[begin DATA FOR THIS TASK]
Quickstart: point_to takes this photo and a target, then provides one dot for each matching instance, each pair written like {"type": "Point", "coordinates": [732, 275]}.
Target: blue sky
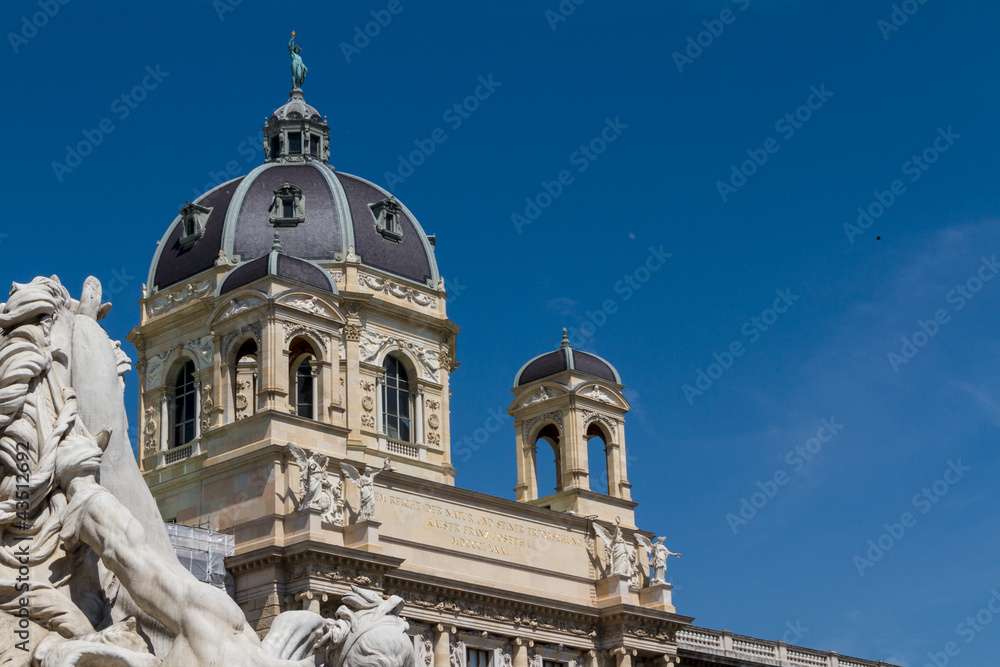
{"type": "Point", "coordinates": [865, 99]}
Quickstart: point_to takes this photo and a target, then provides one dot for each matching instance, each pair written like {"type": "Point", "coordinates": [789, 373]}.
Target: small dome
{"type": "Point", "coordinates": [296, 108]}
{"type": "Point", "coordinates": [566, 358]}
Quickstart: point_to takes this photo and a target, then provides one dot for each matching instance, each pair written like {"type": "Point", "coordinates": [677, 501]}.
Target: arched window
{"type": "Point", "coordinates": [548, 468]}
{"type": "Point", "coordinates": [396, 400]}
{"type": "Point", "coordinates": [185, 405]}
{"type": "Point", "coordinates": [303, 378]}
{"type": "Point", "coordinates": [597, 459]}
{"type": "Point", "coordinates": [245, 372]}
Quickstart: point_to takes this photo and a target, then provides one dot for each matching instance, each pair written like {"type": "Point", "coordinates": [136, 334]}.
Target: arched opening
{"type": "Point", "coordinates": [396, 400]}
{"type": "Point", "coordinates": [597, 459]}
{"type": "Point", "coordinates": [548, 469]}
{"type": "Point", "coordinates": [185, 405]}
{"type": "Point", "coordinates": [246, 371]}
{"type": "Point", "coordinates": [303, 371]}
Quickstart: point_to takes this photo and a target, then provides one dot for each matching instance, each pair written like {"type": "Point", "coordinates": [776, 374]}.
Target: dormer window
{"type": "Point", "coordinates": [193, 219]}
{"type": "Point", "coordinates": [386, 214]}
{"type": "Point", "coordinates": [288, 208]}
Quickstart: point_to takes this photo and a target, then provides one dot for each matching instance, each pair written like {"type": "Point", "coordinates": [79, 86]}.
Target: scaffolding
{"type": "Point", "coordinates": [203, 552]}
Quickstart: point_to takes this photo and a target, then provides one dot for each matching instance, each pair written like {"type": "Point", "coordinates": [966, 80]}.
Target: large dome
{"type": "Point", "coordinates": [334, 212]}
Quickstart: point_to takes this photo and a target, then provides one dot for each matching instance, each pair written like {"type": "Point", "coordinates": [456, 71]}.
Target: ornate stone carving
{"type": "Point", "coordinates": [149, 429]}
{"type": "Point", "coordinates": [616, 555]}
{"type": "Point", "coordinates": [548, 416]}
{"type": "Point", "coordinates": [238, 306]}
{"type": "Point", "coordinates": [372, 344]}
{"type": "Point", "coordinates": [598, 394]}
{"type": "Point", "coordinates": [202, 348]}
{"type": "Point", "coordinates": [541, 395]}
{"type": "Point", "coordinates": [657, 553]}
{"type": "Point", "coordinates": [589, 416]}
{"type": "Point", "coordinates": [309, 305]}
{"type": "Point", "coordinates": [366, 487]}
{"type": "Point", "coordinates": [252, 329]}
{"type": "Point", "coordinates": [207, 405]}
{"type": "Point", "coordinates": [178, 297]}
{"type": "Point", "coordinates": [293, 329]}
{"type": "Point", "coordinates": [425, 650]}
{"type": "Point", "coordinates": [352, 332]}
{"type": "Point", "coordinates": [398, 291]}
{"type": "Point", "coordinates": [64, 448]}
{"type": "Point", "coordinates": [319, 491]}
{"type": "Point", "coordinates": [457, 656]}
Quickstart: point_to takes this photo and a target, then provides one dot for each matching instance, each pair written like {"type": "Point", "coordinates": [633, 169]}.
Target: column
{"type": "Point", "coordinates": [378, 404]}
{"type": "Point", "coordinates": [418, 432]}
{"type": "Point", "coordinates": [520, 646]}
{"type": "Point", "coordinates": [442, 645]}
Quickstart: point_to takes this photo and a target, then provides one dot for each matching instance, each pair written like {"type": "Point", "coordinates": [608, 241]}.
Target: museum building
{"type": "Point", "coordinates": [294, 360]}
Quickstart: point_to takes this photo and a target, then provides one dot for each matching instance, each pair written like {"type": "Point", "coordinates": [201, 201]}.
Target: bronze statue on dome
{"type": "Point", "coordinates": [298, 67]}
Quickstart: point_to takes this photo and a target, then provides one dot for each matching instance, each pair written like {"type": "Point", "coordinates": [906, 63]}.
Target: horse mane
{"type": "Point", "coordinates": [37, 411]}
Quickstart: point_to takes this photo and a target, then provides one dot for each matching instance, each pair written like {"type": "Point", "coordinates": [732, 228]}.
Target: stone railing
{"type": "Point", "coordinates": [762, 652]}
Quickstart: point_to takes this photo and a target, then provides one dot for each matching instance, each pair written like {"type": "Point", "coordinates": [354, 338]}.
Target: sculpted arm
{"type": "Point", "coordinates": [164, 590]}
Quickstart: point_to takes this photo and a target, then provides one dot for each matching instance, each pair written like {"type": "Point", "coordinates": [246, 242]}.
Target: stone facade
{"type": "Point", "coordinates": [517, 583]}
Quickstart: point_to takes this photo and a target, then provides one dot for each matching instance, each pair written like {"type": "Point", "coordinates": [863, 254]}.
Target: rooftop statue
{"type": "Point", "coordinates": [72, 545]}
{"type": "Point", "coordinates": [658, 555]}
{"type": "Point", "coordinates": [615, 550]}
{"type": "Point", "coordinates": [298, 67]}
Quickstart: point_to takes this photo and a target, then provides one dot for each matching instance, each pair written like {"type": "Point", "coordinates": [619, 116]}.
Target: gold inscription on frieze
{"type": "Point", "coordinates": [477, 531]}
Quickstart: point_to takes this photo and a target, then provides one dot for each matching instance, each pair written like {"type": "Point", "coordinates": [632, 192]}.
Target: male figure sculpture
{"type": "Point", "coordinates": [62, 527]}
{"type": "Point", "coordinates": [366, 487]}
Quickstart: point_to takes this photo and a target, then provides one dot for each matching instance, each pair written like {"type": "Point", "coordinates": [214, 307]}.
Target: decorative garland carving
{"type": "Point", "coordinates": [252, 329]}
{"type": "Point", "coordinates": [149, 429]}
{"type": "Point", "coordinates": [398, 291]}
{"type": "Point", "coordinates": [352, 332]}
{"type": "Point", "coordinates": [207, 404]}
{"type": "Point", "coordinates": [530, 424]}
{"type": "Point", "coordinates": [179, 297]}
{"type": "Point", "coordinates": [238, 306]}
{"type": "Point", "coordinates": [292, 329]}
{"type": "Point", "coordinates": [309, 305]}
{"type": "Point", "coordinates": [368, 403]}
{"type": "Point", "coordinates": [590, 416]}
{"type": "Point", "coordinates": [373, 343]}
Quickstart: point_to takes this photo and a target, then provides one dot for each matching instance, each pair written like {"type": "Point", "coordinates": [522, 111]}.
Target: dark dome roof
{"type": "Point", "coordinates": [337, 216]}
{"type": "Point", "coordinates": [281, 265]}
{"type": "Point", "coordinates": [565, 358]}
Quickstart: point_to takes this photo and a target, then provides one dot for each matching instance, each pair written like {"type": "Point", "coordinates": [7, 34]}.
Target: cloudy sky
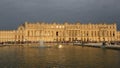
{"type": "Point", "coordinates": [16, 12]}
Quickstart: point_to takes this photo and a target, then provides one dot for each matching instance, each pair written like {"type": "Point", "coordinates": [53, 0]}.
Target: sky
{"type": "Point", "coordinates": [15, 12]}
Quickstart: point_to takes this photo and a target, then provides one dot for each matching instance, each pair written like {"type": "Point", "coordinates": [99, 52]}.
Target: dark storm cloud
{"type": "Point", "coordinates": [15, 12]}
[end DATA FOR THIS TASK]
▸ YOUR TASK: Display every line of the material above that contains the word "stone", copying each line in full. Case counts.

▸ SOLVED PROBLEM:
Target: ornate stone carving
Target: stone railing
Target: stone facade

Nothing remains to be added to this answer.